_Artigo_
Muitos conhecem a qualidade musical de Sérgio Ricardo pelos arranjos e acordes diferenciados que o consagraram como compositor na música popular brasileira. Mas o que muitos não sabem é que este respeitável músico começou a carreira profissional como DJ. Como assim? Aos 17 anos, já com habilidades notáveis no piano, Sérgio Ricardo saiu de Marília-SP em busca de novos desafios os quais sua cidade natal não poderia lhe proporcionar. Seu tio Salim prometeu então levar ao Rio de Janeiro o primeiro sobrinho que terminasse o colégio. Sérgio, como primogênito, concluiu os estudos antes dos irmãos, mas não foi exatamente para a cidade maravilhosa que ele foi levado pelo tio. Antes disso, seu destino lhe reservara uma parada em São Vicente-SP, simpática cidade no litoral paulista, onde seria recebido pelo tio Paulo, que lhe daria abrigo durante o tempo suficiente, até que o tio Salim se arranjasse com a hospedagem na capital carioca. Ali na praia paulista, Sérgio Ricardo começou a trabalhar para a Rádio Cultura São Vicente, que era administrada pelos tios. Eles ofereceram ao sobrinho aquela famosa vaga de faz-tudo, deixando em suas mãos inclusive a tarefa de desligar o transmissor da estação ao final do dia. "Tínhamos que ir até o parque Bitaru, em longínquo terreno baldio, para desligar o transmissor em meio à escuridão da madrugada" - relata Sérgio Ricardo em sua autobiografia Quem Quebrou Meu Violão.

Durante o aprendizado na rádio, Sérgio redigia textos, fazia locuções e aprendia todas as artimanhas técnicas para operar o sistema de som. Havia dias em que a rádio ficava inteiramente nas suas mãos e sua criatividade se aplicava a criar anúncios, atender telefonemas, escolher o repertório e ainda correr os 5 metros que separavam o microfone da cabine de som. 

"Duro era encarar o programa operístico tarde da noite. Numa dessas acordei com meu tio me cutucando na cadeira. Ele saíra de sua casa para me tirar daquele cochilo que havia deixado a agulha girando sozinha".

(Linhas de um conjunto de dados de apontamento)

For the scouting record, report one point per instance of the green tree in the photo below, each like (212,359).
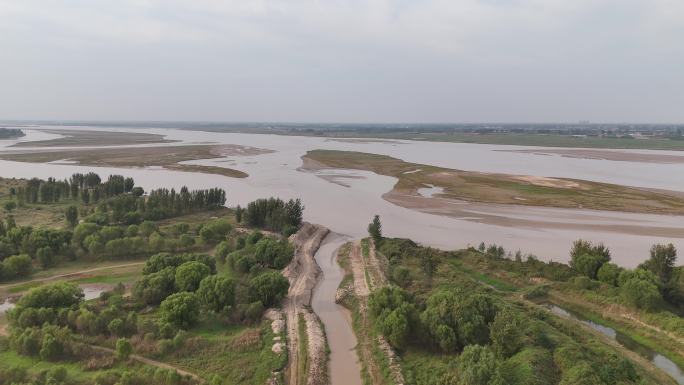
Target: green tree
(477,365)
(123,349)
(609,273)
(375,229)
(394,313)
(269,288)
(662,262)
(10,205)
(45,256)
(190,274)
(587,258)
(17,266)
(642,294)
(216,293)
(238,214)
(507,333)
(180,309)
(271,253)
(56,295)
(71,214)
(468,314)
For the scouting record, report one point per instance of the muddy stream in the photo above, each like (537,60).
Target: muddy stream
(345,368)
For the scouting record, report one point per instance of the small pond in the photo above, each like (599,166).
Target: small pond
(660,361)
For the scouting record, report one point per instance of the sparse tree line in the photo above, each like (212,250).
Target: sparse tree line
(52,321)
(118,196)
(272,214)
(494,340)
(22,248)
(435,306)
(121,225)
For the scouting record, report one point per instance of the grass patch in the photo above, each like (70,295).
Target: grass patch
(302,351)
(239,355)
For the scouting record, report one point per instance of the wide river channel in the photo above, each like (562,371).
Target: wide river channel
(346,200)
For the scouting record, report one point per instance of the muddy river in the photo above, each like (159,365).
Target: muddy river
(346,200)
(345,368)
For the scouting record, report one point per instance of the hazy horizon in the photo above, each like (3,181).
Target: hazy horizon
(378,61)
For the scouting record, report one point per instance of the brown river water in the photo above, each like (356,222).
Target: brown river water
(346,200)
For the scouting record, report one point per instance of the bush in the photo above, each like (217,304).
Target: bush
(123,349)
(269,288)
(535,292)
(507,333)
(641,294)
(190,274)
(584,283)
(180,309)
(609,273)
(215,231)
(478,366)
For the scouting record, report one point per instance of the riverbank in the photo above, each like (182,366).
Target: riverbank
(480,187)
(167,157)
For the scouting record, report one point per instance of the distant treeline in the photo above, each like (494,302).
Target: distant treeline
(273,214)
(6,133)
(121,196)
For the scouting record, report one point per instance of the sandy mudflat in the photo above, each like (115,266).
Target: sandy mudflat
(614,155)
(503,189)
(539,218)
(89,138)
(168,157)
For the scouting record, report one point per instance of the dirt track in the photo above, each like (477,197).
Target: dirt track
(363,285)
(69,275)
(303,273)
(151,362)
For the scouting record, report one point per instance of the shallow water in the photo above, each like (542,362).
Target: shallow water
(660,361)
(344,364)
(345,201)
(89,292)
(430,191)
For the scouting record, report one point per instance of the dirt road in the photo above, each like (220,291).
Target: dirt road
(303,273)
(368,274)
(151,362)
(69,275)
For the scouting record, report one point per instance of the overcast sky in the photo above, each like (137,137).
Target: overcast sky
(343,61)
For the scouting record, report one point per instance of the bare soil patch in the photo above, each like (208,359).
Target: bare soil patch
(169,157)
(303,273)
(78,138)
(620,156)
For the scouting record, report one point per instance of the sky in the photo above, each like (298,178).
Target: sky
(432,61)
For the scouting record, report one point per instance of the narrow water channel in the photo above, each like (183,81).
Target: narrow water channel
(660,361)
(344,366)
(89,292)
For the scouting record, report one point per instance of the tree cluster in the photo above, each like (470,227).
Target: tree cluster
(274,214)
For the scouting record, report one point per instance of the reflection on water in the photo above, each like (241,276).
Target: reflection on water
(430,191)
(660,361)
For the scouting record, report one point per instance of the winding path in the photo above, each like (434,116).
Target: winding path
(70,274)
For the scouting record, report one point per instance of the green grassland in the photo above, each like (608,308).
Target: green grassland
(543,358)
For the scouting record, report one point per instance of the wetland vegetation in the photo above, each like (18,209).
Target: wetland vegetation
(499,188)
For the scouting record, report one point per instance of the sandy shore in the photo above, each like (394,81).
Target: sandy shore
(518,216)
(303,273)
(85,138)
(614,155)
(169,157)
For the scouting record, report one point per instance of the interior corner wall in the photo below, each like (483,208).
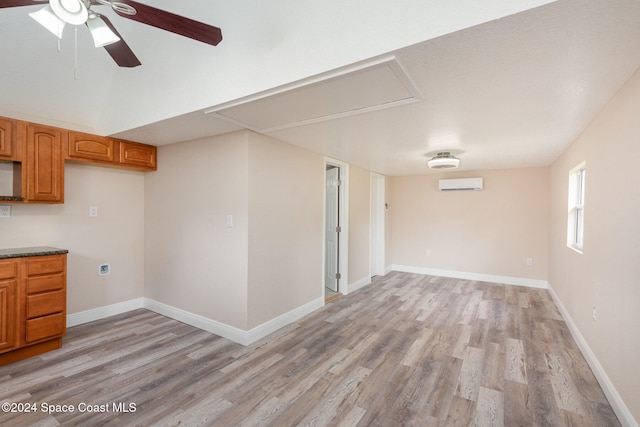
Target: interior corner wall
(115,236)
(194,260)
(606,275)
(489,232)
(359,225)
(285,228)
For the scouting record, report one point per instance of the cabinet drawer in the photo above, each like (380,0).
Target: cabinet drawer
(45,265)
(8,269)
(45,327)
(47,303)
(45,283)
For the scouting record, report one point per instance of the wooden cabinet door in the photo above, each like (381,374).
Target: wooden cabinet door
(83,146)
(136,155)
(8,303)
(6,139)
(45,165)
(8,313)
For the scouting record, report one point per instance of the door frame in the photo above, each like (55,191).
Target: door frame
(343,220)
(377,264)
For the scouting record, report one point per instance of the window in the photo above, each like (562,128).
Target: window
(575,223)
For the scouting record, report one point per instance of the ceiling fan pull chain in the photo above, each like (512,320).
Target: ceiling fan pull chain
(75,56)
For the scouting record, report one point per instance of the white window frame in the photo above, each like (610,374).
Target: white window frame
(575,221)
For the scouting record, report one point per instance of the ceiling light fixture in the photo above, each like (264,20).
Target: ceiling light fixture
(443,160)
(57,13)
(72,12)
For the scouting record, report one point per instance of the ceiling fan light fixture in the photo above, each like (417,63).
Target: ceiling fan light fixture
(100,31)
(72,12)
(443,160)
(49,20)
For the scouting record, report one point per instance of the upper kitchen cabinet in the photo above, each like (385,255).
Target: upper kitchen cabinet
(10,141)
(44,164)
(140,156)
(7,150)
(83,147)
(92,148)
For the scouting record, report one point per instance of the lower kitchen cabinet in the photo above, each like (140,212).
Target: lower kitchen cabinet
(33,300)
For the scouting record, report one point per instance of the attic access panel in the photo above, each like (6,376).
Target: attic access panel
(347,92)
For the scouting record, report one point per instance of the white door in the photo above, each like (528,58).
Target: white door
(331,229)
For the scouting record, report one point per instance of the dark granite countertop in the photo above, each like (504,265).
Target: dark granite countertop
(32,251)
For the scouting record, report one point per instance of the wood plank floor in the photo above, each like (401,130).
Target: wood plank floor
(408,350)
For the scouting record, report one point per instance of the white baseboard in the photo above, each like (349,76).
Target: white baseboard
(505,280)
(102,312)
(618,405)
(230,332)
(358,284)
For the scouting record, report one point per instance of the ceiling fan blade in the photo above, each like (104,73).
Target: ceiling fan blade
(120,50)
(171,22)
(15,3)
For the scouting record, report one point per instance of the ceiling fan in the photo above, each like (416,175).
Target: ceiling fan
(57,13)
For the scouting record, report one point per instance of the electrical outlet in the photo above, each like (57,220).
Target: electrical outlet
(104,269)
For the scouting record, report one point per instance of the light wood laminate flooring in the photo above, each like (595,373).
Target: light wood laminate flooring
(407,350)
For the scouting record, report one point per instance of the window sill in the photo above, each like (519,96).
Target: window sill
(575,248)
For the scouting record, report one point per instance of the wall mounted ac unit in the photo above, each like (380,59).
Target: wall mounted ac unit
(461,184)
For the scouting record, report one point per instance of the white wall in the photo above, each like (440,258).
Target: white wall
(607,274)
(116,236)
(285,228)
(193,261)
(269,263)
(490,232)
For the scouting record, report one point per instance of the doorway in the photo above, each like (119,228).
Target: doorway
(335,229)
(378,216)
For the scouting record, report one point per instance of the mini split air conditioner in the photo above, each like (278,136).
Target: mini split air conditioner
(461,184)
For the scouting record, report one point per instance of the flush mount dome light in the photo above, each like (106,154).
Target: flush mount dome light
(443,160)
(72,12)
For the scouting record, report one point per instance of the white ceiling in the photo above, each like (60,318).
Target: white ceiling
(384,87)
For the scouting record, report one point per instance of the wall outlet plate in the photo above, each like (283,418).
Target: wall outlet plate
(5,211)
(104,269)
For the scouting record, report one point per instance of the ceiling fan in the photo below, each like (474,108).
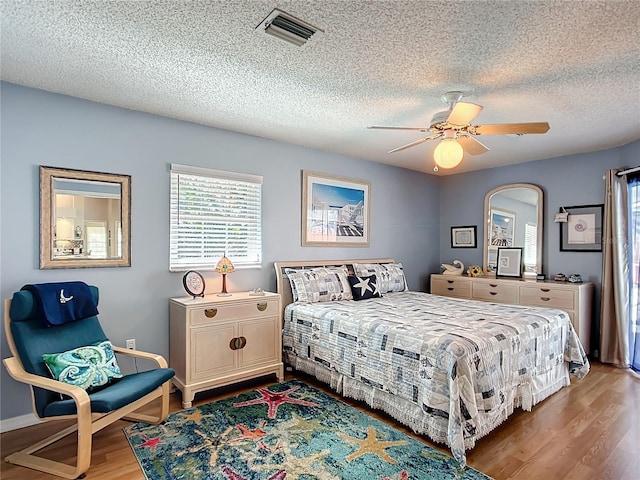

_Lista de exercícios_
1. Segundo o texto sobre Sérgio Ricardo, em que emissora ele trabalhou em São Vicente?
2. Dê continuidade ao texto sobre Sérgio Ricardo a partir da última frase apresentada.

_Respostas dos exercícios_
1. Na Rádio Cultura São Vicente, administrada pelos tios dele.

2.
Sérgio logo começou a discotecar. A coleção de vinis da rádio permitiu que ele estudasse intensivamente a história da música, variando entre clássicos e populares, tanto estrangeiros como nacionais. Sua programação - hoje chamamos de playlist - possuía músicas compostas por nomes já consagrados da Rádio Nacional (sediada no Rio de Janeiro), como Ary Barroso, Garoto, Radamés Gnatalli, Altamiro Carrilho, Dorival Caymmi, Donga, etc. Cantores prestigiados também se faziam presentes pelas escolhas de Sérgio: Carlos Galhardo, Orlando Silva, Francisco Alves, Dircinha e Linda Batista, Aracy de Almeida, Dalva de Oliveira, Dick Farney, Lúcio Alves, Cyro Monteiro e tantos outros que brilharam na época de ouro dos anos 1940.

Abaixo, selecionamos uma série de músicas do repertório radiofônico de Sérgio Ricardo, para você sentir quais eram os timbres daqueles tempos, com direito ao ruído típico das gravações analógicas. A playlist está no Spotify e se chama SR1940. Siga no link: https://open.spotify.com/playlist/36lRPClH7EnljUbYjXPhrO?si=V8PfzwtHTre0IXVb0WQKWg

Merecem destaque as vozes femininas de Dalva de Oliveira, Aracy de Almeida e a dupla Dirce e Linda Batista, pois naquela época não era nada fácil ser mulher e assumir uma carreira artística sem sofrer preconceito.

 

 

Dalva de Oliveira

Revista O Cruzeiro, Ano 1943, Edição 5

Dalva de Oliveira (1917-1972) foi uma estrela descendente de portugueses, nascida numa família humilde de Rio Claro-SP. Quando se mudou para o Rio de Janeiro, em busca da carreira artística, conheceu no cinema o futuro namorado, o cantor Herivelto Martins. Em 1936, ela causou um "escândalo" familiar por ter saído de casa para ir morar com o músico, que ainda era "oficialmente" casado. Embora fosse católica, um ano depois, Dalva aceitou se casar com Herivelto nos termos da religião dele, a Umbanda. Em 1951, Dalva seria eleita Rainha do Rádio, prêmio que traria o tão sonhado prestígio para aquela sua voz cuja extensão passava do contralto ao soprano sem falha alguma. Ao lado da dupla Preto e Branco formou o Trio de Ouro, com quem fez sua primeira gravação em 1937, a marcha "Ceci e Peri"(1), inspirada nos personagens do romance O Guarani, de José de Alencar.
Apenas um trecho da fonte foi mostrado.